Dr. Francesco d'Errico
Dr. d'Errico is a researcher at the institut du Quaternaire of the Universitè de Bordeaux. He has been involved in the examination and evaluation of various archaeological finds that have been claimed to represent the earliest appearance of symbolic art. He brings to this investigation an array of modern technological aids including scanning electron microscopy and computer aided reconstructions. His talk to the class will focus on the evidence documenting the origins of Paleolithic art.

Professor Maria-Dolores Garralda

Professor Garralda teaches and does research at the Complutense University in Madrid (Spain). Over many years, she has investigated the fossil evidence of the very earliest modern humans in Europe, and has critically evaluated these specimens. She will review this evidence and provide an overall perspective of the initial evolutionary developments of modern appearing peoples in Europe.



Dr. Anne-Marie Tillier

Dr. Tillier is Directeur of the Laboratoire d'Anthropologie, our hosts during the early weeks of the course. She is a specialist in the study of the fossil remains of Neandertal and early modern human children. She has been able to show that even in young individuals, the distinctive anatomical features of the Neandertals are already present, distinguishing them from modern children. Dr. Tillier will describe some of her research to the class, and show how an understanding of these differences give us important insight into the nature of modern human origins. Dr. Tillier will speak to the class on the origins of deliberate burials.

- PROVIDED MATERIAL
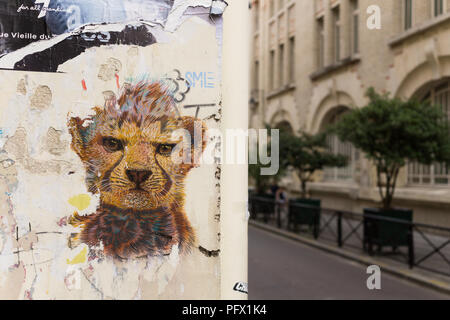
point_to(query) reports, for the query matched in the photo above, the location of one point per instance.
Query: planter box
(308, 215)
(386, 233)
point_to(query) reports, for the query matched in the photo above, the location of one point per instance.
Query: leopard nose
(138, 176)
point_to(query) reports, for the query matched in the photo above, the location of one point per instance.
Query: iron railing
(421, 246)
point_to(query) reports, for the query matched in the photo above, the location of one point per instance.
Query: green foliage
(391, 132)
(306, 154)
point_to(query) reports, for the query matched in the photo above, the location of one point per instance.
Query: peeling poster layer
(91, 204)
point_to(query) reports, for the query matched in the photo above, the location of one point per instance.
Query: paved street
(284, 269)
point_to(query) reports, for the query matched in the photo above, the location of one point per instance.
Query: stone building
(312, 61)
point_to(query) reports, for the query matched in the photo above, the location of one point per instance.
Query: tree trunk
(303, 188)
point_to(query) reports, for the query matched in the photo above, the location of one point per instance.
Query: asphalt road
(282, 269)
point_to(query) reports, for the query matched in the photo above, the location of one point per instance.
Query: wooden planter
(383, 233)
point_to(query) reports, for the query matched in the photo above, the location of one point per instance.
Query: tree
(391, 132)
(306, 154)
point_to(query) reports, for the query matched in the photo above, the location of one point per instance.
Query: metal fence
(419, 245)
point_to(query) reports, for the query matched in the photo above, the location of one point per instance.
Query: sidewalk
(387, 264)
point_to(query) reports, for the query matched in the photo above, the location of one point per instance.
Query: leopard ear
(197, 130)
(75, 127)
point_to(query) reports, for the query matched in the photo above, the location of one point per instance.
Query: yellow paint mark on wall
(81, 202)
(80, 258)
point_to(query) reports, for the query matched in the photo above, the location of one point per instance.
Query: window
(337, 34)
(272, 69)
(291, 59)
(256, 76)
(336, 146)
(438, 173)
(281, 65)
(355, 26)
(438, 7)
(321, 43)
(256, 14)
(408, 14)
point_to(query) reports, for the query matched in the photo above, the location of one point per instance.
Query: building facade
(312, 61)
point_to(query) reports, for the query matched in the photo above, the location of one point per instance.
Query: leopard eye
(112, 145)
(165, 149)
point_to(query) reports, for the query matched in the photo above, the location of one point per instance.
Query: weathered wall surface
(42, 179)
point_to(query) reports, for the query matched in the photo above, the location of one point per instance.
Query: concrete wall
(53, 222)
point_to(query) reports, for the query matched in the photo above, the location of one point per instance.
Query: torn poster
(105, 185)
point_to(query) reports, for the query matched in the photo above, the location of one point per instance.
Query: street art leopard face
(127, 149)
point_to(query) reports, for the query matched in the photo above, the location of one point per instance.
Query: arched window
(336, 146)
(437, 173)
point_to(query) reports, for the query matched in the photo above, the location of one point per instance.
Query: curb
(404, 273)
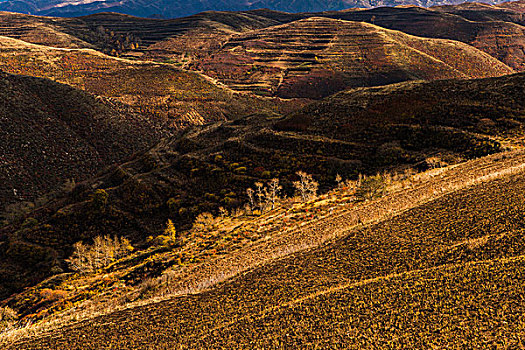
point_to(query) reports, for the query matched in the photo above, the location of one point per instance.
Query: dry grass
(336, 219)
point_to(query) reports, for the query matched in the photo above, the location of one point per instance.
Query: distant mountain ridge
(172, 9)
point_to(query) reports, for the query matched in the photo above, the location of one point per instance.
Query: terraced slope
(114, 33)
(164, 93)
(317, 57)
(503, 40)
(206, 167)
(50, 133)
(439, 273)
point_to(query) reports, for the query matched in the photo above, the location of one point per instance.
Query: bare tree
(272, 191)
(102, 252)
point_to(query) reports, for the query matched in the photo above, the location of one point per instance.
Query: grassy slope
(166, 94)
(316, 57)
(436, 274)
(173, 179)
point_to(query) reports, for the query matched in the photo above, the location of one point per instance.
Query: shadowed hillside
(168, 95)
(502, 40)
(347, 134)
(407, 280)
(114, 33)
(317, 57)
(51, 133)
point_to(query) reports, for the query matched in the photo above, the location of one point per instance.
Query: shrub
(99, 200)
(102, 252)
(306, 187)
(169, 237)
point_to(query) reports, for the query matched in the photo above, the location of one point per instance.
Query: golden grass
(337, 219)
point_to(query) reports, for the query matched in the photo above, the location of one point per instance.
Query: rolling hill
(437, 272)
(494, 30)
(51, 133)
(169, 9)
(316, 57)
(366, 130)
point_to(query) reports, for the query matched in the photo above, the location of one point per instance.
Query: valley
(323, 178)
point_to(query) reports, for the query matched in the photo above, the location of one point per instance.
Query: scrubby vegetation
(365, 266)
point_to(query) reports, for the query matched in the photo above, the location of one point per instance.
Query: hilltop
(495, 30)
(417, 124)
(164, 93)
(316, 57)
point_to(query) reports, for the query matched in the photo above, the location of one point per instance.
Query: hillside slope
(206, 167)
(164, 93)
(51, 133)
(436, 273)
(169, 9)
(316, 57)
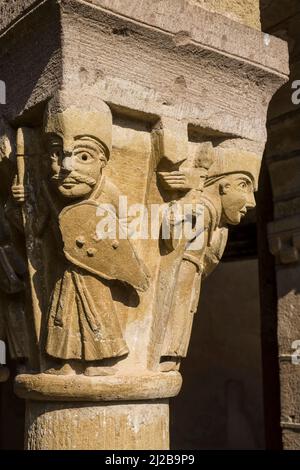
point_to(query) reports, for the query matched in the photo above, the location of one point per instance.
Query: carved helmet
(228, 161)
(83, 114)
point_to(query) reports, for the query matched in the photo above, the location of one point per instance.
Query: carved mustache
(74, 177)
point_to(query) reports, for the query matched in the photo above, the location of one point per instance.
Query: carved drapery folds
(114, 133)
(71, 323)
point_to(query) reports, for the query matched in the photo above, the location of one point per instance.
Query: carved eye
(243, 185)
(84, 157)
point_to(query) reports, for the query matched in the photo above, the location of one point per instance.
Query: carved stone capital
(134, 112)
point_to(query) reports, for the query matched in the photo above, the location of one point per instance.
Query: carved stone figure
(82, 327)
(13, 325)
(226, 197)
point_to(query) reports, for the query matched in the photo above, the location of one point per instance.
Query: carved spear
(24, 141)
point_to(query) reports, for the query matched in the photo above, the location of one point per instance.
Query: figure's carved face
(237, 196)
(76, 165)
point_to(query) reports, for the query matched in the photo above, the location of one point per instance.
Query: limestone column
(283, 167)
(127, 104)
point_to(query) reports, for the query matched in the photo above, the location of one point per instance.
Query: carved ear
(224, 186)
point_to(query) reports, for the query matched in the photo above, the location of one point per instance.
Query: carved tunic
(83, 322)
(194, 265)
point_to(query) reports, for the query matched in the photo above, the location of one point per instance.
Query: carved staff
(25, 138)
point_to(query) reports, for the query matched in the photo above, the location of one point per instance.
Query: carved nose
(67, 163)
(251, 203)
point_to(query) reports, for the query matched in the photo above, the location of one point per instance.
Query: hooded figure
(227, 196)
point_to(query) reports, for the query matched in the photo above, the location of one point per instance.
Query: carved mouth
(68, 183)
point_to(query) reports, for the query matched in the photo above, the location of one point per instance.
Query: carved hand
(182, 180)
(19, 192)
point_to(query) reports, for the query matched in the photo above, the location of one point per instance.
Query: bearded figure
(83, 332)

- TASK 1
In the speaker biographies, rewrite the passage starting at "Professor Maria-Dolores Garralda" and ending at "peoples in Europe.", substituting "record" for "evidence".
- TASK 2
Pick up the speaker biographies after their final sentence and write what comes next.

- EXERCISE RESULT 1
Professor Maria-Dolores Garralda

Professor Garralda teaches and does research at the Complutense University in Madrid (Spain). Over many years, she has investigated the fossil record of the very earliest modern humans in Europe, and has critically evaluated these specimens. She will review this record and provide an overall perspective of the initial evolutionary developments of modern appearing peoples in Europe.

- EXERCISE RESULT 2
Dr. Pascal Murail

Dr. Murail is a researcher at the Laboratoire d'Anthropologie specializing in the analysis of human skeletal material. He will talk to the class about how we recognize differences in the skeleton that distinguish age and sex groups. Students will have the opportunity of studying the variations in the human skeleton with a focus on those traits that distinguish living people from earlier humans.

Dr. Dominique Gambier

Dr. Gambier is a senior researcher at the Laboratoire d'Anthropologie. She has worked extensively on the fossil remains of early modern humans in Europe and has just published a book on the famous early humans from the Grimaldi Caves. She will speak to us about the truly exciting very recent discoveries at Cussac Cave and their implications for our understanding of modern human origins.